----- Input data

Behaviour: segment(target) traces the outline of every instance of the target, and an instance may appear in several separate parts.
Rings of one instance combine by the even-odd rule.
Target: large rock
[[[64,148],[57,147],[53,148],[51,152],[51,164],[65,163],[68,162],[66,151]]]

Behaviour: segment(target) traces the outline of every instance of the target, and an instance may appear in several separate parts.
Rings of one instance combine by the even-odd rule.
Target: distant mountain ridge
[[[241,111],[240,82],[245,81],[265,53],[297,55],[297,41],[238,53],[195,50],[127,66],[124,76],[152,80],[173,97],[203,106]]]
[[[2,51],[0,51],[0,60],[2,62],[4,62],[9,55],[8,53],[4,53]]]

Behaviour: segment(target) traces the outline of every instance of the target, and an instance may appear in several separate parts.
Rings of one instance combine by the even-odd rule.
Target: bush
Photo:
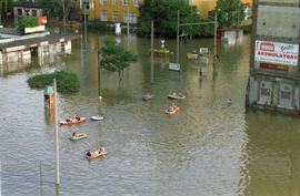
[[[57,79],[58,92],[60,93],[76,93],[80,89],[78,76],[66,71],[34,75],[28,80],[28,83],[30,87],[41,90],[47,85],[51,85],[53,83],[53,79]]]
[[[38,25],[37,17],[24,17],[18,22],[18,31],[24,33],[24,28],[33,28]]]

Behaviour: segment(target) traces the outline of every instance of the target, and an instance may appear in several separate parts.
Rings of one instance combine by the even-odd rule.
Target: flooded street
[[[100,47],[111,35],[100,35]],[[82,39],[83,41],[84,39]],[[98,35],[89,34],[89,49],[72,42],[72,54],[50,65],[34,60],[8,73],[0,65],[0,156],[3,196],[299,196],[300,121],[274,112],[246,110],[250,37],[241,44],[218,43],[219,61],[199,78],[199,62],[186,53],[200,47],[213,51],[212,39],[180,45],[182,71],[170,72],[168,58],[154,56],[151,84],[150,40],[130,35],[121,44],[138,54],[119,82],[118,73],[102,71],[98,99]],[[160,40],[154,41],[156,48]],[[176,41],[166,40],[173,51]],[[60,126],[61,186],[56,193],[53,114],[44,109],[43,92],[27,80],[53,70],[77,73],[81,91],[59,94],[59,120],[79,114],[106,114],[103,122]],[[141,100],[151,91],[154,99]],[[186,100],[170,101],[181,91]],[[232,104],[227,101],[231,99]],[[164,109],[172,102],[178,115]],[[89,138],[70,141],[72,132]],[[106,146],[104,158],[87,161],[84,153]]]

----------

● **What the exercise asks**
Reproduce the material above line for line, without changing anything, but omit the pictures from your copy.

● **Output of the exercise**
Behaviour: segment(target) traces the outline of every instance of the target, and an instance may appear in several separate parts.
Rings of one instance combine by the even-odd rule.
Target: large rock
[[[64,148],[57,147],[53,148],[51,152],[51,164],[65,163],[68,162],[66,151]]]

Behaviour: segment(target) traces the outline of every instance of the target, and an instance may appear in several separate parts.
Rings of one instance combine by the even-odd rule.
Target: distant mountain ridge
[[[241,111],[240,82],[245,81],[265,53],[297,55],[297,41],[238,53],[195,50],[127,66],[124,76],[152,80],[173,97],[203,106]]]
[[[2,51],[0,51],[0,60],[2,62],[4,62],[9,55],[8,53],[4,53]]]

Behaviour: segment(target) traces the outline of every instance of the target, and an instance may appear in several separate parts.
Rings of one instance combine by the even-odd rule.
Target: bush
Photo:
[[[57,79],[58,92],[60,93],[76,93],[80,89],[78,76],[66,71],[34,75],[28,80],[28,83],[30,87],[41,90],[47,85],[51,85],[53,83],[53,79]]]
[[[38,25],[37,17],[24,17],[18,22],[18,31],[24,33],[24,28],[33,28]]]

Behaviour: segment(target) traces the outline of every instance of the target, and an instance may appear in several separate parts.
Rings of one instance combine by the even-odd rule.
Target: flooded street
[[[100,47],[111,35],[100,35]],[[82,39],[83,41],[84,39]],[[98,35],[89,34],[89,49],[72,42],[72,54],[50,65],[34,60],[8,73],[0,65],[0,156],[3,196],[299,196],[300,121],[274,112],[246,110],[250,37],[241,44],[218,43],[219,61],[199,78],[199,62],[186,53],[200,47],[213,51],[212,39],[180,45],[182,71],[170,72],[168,58],[154,56],[151,84],[150,40],[130,35],[121,44],[138,54],[119,82],[118,73],[102,71],[98,99]],[[160,40],[154,41],[156,48]],[[176,41],[166,40],[173,51]],[[60,126],[61,186],[56,193],[53,114],[44,109],[43,92],[27,80],[53,70],[77,73],[81,91],[59,94],[59,120],[79,114],[106,114],[103,122]],[[141,100],[151,91],[154,99]],[[186,100],[170,101],[181,91]],[[232,104],[227,101],[231,99]],[[164,109],[172,102],[178,115]],[[89,138],[70,141],[72,132]],[[106,146],[104,158],[87,161],[84,153]]]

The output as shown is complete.